■ What you are asked to do
Copy every line below that has the word "steps" in it.

***** Supplied data

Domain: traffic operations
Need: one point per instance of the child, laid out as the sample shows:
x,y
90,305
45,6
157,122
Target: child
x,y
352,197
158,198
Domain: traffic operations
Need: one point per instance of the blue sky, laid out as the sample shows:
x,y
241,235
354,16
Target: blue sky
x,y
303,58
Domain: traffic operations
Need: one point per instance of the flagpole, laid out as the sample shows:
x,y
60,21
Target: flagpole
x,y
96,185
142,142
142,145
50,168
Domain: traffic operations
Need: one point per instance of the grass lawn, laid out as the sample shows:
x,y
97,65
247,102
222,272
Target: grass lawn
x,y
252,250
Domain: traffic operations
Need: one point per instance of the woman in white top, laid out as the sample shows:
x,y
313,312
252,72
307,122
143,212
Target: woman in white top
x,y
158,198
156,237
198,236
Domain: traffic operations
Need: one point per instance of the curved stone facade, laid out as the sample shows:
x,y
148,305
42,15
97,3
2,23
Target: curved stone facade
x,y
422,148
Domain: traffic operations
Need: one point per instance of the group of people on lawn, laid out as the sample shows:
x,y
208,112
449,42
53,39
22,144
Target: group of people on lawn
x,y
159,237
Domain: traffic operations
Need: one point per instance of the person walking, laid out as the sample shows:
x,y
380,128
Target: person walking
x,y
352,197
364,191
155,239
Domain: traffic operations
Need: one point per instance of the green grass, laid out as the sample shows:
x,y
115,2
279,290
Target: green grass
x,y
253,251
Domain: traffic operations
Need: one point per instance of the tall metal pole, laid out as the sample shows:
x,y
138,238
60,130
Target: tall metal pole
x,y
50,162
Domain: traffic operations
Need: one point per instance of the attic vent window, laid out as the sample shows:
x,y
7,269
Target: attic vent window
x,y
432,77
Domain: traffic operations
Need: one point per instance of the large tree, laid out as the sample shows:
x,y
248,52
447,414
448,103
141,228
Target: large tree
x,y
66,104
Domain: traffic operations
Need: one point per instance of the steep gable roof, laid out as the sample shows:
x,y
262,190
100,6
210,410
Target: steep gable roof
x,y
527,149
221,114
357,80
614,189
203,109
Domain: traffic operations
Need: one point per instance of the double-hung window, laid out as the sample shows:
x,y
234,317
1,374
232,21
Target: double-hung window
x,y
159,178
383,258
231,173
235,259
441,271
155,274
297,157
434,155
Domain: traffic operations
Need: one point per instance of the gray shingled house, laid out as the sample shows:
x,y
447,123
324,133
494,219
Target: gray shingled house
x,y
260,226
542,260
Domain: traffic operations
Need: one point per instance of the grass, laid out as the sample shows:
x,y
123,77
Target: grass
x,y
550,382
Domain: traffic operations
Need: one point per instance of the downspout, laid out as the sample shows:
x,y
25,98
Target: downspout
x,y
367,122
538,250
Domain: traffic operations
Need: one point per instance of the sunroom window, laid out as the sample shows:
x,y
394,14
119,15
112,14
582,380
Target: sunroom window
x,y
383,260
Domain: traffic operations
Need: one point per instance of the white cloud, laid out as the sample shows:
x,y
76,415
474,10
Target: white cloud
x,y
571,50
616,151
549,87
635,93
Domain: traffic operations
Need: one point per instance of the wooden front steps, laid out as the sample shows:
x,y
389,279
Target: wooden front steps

**********

■ Problem solution
Need: one point per instance of the wooden front steps, laid out as the sample shows:
Target: wooden front steps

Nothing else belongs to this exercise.